» **What to do**:
[a] In the passage on two NFL coaching milestones, reproduce the part starting at "Yesterday saw two" and ending at "the Bills, 51-3.", renaming "title game" as "championship game" in every occurrence.
[b] Answer these questions on the passage on two NFL coaching milestones:
(i) Which team defeated Art Shell's 1990 Raiders in the AFC title game, and by what score?
(ii) At the end of which game did the second history-making event occur?
(iii) Which coach became the first black head coach to win the AFC crown?
[c] Condense the paragraph of the passage on two NFL coaching milestones that begins "The second history-making event", keeping its main facts.

» **Extract to read**:
— Start —

Yesterday saw two history-making events in American sports: First, Lovie Smith became the first black head coach of an NFL team to win his conference championship and thereby coach a team to the Super Bowl. Before the Super Bowl era, there were no black head coaches, so Smith became the first to ever coach his team to the NFL title game of any sort. The first black head coach to have his team play for a trip to the Super Bowl was the first black head coach, Art Shell, whose 1990 Raiders were disintegrated in the AFC title game by the Bills, 51-3.
The second history-making event occurred at the final whistle of the Colts-Patriots game. The Colts' victory means that not only will the NFL have a black head coach in the Super Bowl for the first time ever, it will have the first black head coach to WIN the Super Bowl because the Colts' Tony Dungy became the first black head coach to win the AFC crown.

— End —

» **Data shown**:
— Start —

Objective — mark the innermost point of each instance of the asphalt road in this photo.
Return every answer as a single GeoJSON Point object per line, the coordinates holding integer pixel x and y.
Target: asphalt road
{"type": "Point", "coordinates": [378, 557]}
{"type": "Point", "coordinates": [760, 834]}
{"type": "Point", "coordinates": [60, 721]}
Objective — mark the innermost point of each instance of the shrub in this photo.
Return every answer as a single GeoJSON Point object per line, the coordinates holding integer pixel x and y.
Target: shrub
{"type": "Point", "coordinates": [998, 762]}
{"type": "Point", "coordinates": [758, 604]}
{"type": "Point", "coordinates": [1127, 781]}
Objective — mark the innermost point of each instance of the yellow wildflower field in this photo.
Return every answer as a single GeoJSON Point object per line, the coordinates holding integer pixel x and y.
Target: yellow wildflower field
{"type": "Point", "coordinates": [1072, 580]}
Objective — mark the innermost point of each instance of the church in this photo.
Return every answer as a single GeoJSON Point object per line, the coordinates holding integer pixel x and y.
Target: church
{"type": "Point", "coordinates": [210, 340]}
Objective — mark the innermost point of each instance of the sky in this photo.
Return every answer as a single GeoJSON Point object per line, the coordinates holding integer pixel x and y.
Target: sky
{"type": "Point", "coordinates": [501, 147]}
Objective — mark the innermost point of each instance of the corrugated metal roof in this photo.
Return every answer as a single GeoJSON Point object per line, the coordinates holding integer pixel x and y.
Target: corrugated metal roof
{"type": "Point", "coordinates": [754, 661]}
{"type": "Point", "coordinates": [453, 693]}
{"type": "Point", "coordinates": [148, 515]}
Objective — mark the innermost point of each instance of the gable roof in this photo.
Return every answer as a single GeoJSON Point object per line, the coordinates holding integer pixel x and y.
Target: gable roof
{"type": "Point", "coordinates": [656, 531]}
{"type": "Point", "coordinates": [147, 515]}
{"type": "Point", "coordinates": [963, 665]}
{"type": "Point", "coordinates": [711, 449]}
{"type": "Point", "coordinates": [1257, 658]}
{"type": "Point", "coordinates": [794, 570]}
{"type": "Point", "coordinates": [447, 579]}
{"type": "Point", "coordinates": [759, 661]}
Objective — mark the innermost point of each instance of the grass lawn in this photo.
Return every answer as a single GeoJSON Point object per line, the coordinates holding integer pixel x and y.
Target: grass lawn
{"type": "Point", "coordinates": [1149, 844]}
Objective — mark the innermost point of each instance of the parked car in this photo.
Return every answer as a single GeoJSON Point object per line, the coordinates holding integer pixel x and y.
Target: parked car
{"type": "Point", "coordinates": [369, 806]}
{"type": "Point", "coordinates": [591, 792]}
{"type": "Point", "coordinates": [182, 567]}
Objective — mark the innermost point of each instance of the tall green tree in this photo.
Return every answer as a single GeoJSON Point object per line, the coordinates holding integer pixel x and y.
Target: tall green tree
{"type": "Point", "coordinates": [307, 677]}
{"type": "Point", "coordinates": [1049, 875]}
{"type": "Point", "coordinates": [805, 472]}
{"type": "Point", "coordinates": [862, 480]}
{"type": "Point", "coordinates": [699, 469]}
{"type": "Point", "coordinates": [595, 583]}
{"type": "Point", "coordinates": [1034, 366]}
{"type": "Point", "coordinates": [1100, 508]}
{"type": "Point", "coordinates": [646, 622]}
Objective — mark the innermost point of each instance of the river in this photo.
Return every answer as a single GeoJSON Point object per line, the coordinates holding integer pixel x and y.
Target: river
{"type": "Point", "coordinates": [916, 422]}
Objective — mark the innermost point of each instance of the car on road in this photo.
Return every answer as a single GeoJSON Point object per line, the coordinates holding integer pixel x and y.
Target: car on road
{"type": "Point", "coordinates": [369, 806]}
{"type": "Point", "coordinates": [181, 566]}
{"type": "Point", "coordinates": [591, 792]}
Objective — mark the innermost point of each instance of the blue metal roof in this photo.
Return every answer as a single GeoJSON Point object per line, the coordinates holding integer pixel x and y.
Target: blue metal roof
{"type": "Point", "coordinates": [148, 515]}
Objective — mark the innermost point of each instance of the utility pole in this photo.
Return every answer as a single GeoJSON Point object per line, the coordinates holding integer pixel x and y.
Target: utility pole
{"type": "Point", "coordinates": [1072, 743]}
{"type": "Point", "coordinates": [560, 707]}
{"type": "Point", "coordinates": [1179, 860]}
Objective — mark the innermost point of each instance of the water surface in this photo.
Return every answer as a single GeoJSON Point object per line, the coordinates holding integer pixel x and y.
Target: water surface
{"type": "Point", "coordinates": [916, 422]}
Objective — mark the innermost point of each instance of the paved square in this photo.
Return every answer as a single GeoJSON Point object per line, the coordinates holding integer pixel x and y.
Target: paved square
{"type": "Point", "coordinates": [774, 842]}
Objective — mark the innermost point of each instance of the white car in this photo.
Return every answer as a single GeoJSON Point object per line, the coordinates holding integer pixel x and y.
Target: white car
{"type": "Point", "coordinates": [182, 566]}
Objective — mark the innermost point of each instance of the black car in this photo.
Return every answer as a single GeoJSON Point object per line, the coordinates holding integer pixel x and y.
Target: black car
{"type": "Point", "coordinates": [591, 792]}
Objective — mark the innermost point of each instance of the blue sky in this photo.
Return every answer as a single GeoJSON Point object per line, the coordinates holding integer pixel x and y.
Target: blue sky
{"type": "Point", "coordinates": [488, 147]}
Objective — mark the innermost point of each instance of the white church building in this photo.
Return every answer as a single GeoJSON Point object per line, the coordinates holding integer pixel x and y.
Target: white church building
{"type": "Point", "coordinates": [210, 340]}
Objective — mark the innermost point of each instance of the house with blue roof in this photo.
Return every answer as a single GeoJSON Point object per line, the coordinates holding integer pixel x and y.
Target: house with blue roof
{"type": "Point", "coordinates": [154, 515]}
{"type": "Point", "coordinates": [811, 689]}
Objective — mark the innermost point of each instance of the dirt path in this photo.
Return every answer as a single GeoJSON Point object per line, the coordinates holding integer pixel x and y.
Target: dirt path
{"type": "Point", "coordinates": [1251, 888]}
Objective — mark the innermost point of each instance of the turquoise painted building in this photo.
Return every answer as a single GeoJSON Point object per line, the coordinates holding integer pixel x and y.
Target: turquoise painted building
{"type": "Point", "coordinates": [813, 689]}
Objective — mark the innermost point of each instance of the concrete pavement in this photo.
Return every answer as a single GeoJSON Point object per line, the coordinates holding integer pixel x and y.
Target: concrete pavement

— End —

» **Answers to the exercises**:
[a]
Yesterday saw two history-making events in American sports: First, Lovie Smith became the first black head coach of an NFL team to win his conference championship and thereby coach a team to the Super Bowl. Before the Super Bowl era, there were no black head coaches, so Smith became the first to ever coach his team to the NFL championship game of any sort. The first black head coach to have his team play for a trip to the Super Bowl was the first black head coach, Art Shell, whose 1990 Raiders were disintegrated in the AFC championship game by the Bills, 51-3.

[b]
(i) The Bills, 51-3.
(ii) The Colts-Patriots game.
(iii) Tony Dungy of the Colts.

[c] The second milestone came when the Colts-Patriots game ended. The Colts' victory made Tony Dungy the first black head coach to win the AFC crown. As a result, a black head coach will appear in the Super Bowl for the first time, and the NFL will have its first black head coach to win the Super Bowl.